Polecenie: Przepisz wiernie z cytowanego fragmentu odcinek od „12.10.2008 14:26” aż do „Gada głupoty....jak Dennis.”.

Cytowany fragment:
★ ★ ★ ★ ★

Mimo, że Kimi sprawia zwykle dla mnie wrażenie nadętego i pewnego siebie (co przychodzi mu raczej łatwo zważając jakim bolidem się ściga) to muszę jednak uczciwie przyznać, że jego wypowiedź dotycząca walki z Kubicą na torze jest pełna klasy - tak samo zresztą jak sama walka obu tych kierowców. Brawo dla Kubicy za opanowanie, zimną krew i świetne umiejętności (trzymał właściwą linię mimo tego, że RAI był już prawie przed nim). Brawo też dla Kimiego, że nie starał się wyprzedzić KUB za wszelką cenę. Szkoda, że coraz częściej zamiast takiej czystej walki obserwujemy przepychanki na torze.


avatar
niza

12.10.2008 14:13

0

Maniek.1978 dobrze to ująłeś :) zgadzam się z Twoją wypowiedzią


avatar
Daniels

12.10.2008 14:16

0

no nie ladnie panie massa.ewidentnie po tarce sie pchal na ham(a)iltona no ale to mozemy wybaczyc bo skasowal konkurenta kubicy, tylko po co glupio gada ze bylo czysto. a Bourdais?? moze mial zjechac na trawnik i "zaczekac" az go wyprzedzi?niee to pewnie bylo by i tak za malo;p ogolnie wole masse od hama no ale moglby spojrzec na te akcje bardziej obiektywnie. niech bierze przyklad z RAI ktory potrafil obiektywnie ocenic pojedynek z kubica. czarno to widzialem bo do konca bylo sporo okrazen ale naszczescie granulkowanie przeskoczylo z kubka na raika:)


avatar
Angulo

12.10.2008 14:26

0

"Sądzę, że pojedynek z Hamiltonem był zacięty, ale czysty, a kara przejazdu przez boksy mocno pokrzyżowała mój wyścig."- Gada głupoty....jak Dennis.

★ ★ ★ ★ ★

Dane:
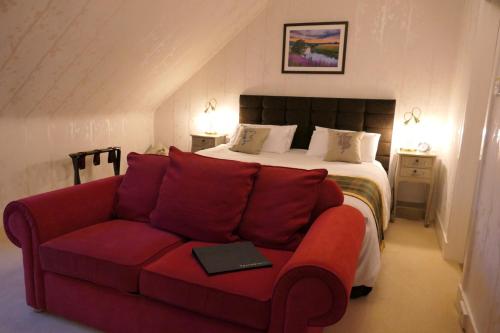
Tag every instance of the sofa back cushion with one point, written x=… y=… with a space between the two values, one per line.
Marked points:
x=330 y=195
x=137 y=194
x=280 y=206
x=203 y=198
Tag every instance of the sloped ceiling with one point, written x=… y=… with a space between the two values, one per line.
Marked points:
x=77 y=57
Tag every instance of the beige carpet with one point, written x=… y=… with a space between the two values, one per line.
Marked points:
x=415 y=291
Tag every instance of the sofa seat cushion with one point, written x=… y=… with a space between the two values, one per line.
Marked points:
x=110 y=253
x=241 y=297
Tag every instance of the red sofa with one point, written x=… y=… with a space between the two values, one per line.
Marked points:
x=83 y=261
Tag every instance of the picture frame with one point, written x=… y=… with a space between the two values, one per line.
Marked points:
x=314 y=48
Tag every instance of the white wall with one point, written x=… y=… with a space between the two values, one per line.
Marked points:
x=34 y=151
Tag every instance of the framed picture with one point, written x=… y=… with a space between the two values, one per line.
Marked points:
x=314 y=48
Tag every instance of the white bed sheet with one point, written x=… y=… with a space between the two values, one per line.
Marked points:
x=369 y=260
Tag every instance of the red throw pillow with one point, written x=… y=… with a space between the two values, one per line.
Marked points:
x=203 y=198
x=139 y=189
x=330 y=195
x=280 y=205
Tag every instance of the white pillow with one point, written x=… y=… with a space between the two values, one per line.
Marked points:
x=279 y=140
x=319 y=144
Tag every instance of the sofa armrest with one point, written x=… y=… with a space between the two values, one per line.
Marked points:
x=32 y=221
x=313 y=288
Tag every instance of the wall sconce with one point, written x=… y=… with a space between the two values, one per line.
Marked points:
x=210 y=116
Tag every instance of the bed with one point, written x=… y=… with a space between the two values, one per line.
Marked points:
x=371 y=115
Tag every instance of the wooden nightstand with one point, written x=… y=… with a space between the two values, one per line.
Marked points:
x=205 y=141
x=419 y=168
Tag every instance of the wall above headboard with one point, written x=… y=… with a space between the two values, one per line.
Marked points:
x=355 y=114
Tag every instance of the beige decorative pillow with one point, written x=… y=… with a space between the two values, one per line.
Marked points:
x=344 y=146
x=250 y=140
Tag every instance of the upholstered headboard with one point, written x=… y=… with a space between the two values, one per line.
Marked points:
x=370 y=115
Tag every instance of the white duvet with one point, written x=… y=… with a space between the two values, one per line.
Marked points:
x=369 y=260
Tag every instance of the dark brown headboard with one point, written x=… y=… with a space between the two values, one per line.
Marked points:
x=355 y=114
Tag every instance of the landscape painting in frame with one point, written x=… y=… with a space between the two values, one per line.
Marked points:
x=314 y=48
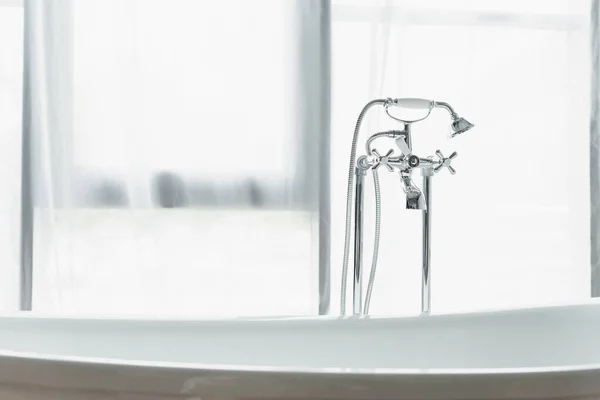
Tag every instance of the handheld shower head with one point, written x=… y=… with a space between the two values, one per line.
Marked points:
x=460 y=125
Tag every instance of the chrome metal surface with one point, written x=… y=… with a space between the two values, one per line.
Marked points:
x=409 y=103
x=445 y=162
x=358 y=239
x=349 y=192
x=416 y=199
x=460 y=125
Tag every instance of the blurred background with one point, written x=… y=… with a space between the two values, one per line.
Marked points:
x=190 y=157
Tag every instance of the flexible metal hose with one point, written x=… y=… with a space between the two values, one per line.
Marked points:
x=349 y=198
x=376 y=242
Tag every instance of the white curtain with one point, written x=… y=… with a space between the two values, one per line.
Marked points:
x=172 y=170
x=11 y=70
x=511 y=228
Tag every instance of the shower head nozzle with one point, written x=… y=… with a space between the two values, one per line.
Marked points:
x=460 y=125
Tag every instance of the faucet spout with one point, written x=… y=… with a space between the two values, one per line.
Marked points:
x=415 y=199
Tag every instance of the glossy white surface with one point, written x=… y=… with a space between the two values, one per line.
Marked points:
x=536 y=353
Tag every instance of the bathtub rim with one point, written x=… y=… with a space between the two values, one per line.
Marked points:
x=285 y=370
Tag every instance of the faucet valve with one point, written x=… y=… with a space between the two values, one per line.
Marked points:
x=383 y=160
x=445 y=162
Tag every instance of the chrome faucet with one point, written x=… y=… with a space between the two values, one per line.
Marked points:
x=416 y=199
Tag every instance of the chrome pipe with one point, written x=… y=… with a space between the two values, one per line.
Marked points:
x=426 y=271
x=358 y=239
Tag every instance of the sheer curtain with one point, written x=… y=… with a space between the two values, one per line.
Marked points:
x=173 y=169
x=511 y=228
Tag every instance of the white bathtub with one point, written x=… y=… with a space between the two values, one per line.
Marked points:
x=535 y=353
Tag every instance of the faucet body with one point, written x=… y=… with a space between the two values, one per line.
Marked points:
x=416 y=199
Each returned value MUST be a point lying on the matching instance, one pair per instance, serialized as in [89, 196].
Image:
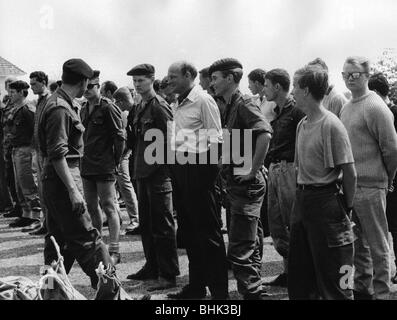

★ ★ ★ ★ ★

Oczekiwany wynik:
12.10.2008 14:26

0

"Sądzę, że pojedynek z Hamiltonem był zacięty, ale czysty, a kara przejazdu przez boksy mocno pokrzyżowała mój wyścig."- Gada głupoty....jak Dennis.